For example she tells of Tanaquilius Faber, a former Catholic who was a Reformed professor of philology at the Académie of Saumur, a French Calvinist [End Page 182] think-tank. How did Faber's name get drawn into the controversy? Because letters he wrote to friends came to the attention of the royal historiographer of King Louis XIII, Henricus Valesius. Faber believed no Jewish writer would offer such laudatory remarks about Jesus. Furthermore, TF doesn't fit into the context of this section of Antiquities 18 (pp. 129 ff). The process by which Faber's opinions came to light may be more interesting than his opinions.

Whealey presents the counter-arguments of Petrus Dielus Huetius, a seventeenth-century Catholic bishop who was something of a Renaissance man and apologist for Christianity, and of Carolus Daubuz, a Huguenot pastor who prepared a concordance of words Josephus used in the disputed passage and words found in undisputed parts of his works. Such is the kind of detail that Whealey offers.

The author is interested to see the motivation of those who drew on Josephus' statement about Jesus. Confessional interests collided with philological concerns. For example, early Christians who believed in the perpetual virginity of Mary found it difficult to accept Josephus' description of James as the brother of Jesus. What Josephus indisputably wrote about James is pertinent to the disputed passage about Jesus. Discovering the motive of those who write of the motives of others is a subjective aspect of writing history.
----
**Complete the following**
1) Condense the paragraph of the passage on Josephus that begins "The author is interested to see the motivation" into a short bulleted list of its main points.
2) In the paragraphs of the passage on Josephus beginning "For example she tells" and "Whealey presents", list every person identified by an office or profession, giving that office or profession.

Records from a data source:
----
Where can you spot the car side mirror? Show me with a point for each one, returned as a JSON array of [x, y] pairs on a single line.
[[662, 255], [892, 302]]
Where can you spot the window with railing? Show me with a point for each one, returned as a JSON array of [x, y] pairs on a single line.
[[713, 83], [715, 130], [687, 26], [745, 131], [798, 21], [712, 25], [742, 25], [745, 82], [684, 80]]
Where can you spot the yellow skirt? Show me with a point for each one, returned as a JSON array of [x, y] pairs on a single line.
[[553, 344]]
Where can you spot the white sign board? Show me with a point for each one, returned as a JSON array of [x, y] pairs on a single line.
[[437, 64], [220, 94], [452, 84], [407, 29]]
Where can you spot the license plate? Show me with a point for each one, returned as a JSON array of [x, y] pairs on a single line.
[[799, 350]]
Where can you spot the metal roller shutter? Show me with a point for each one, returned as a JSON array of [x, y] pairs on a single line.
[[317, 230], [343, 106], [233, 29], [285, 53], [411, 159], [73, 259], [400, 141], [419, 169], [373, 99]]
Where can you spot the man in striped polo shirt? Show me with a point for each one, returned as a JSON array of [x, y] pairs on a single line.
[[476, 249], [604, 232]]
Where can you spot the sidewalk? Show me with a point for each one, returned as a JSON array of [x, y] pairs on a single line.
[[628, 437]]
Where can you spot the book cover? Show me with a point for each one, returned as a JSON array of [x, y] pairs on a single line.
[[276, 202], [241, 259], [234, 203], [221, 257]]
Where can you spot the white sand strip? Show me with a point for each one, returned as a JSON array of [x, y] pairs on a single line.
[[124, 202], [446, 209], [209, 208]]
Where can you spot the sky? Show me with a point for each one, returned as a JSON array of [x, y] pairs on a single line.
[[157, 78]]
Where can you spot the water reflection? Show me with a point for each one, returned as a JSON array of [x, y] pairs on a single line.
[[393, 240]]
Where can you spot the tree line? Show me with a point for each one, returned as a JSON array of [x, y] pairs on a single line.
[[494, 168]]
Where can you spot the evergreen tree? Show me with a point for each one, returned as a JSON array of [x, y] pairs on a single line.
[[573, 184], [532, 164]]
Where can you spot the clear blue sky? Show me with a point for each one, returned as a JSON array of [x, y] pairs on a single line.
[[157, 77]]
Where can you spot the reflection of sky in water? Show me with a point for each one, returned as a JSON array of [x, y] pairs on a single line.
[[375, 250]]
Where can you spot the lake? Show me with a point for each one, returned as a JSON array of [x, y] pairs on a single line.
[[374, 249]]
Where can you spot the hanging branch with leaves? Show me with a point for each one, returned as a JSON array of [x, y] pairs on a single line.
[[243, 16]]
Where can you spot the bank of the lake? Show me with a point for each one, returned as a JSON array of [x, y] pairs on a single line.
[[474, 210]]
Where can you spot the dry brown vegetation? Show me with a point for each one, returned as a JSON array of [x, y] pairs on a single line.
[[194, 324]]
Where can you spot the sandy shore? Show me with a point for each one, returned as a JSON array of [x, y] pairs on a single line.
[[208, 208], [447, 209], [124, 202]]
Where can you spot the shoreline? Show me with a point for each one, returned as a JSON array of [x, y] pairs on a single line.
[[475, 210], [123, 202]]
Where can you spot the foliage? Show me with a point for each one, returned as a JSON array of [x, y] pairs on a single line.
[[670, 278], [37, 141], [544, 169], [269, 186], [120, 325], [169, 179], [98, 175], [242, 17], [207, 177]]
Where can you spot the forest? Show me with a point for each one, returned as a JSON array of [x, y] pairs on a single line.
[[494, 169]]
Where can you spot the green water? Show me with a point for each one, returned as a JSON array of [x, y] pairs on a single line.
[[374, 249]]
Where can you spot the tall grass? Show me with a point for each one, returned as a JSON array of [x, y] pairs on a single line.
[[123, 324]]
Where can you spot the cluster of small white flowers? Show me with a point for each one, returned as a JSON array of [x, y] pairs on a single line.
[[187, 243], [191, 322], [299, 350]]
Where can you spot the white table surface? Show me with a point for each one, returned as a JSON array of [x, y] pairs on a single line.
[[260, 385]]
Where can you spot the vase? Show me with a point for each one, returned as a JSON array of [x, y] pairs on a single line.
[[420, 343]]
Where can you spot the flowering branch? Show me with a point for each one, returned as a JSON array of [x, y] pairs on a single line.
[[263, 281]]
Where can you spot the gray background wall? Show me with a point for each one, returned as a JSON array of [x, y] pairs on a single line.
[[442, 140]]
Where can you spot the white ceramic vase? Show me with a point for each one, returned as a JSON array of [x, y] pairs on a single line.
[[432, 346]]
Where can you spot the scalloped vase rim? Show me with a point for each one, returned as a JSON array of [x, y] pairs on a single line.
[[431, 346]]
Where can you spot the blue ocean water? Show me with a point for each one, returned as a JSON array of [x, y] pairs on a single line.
----
**Answers to the exercises**
1)
- The author examines why people drew on Josephus' statement about Jesus.
- Confessional interests clashed with philological concerns.
- Early Christians who held to Mary's perpetual virginity struggled with Josephus calling James the brother of Jesus.
- What Josephus indisputably wrote about James bears on the disputed passage about Jesus.
- Uncovering the motives of those who write about others' motives is a subjective part of writing history.

2)
- Tanaquilius Faber: Reformed professor of philology at the Académie of Saumur
- Henricus Valesius: royal historiographer of King Louis XIII
- Louis XIII: king
- Petrus Dielus Huetius: Catholic bishop
- Carolus Daubuz: Huguenot pastor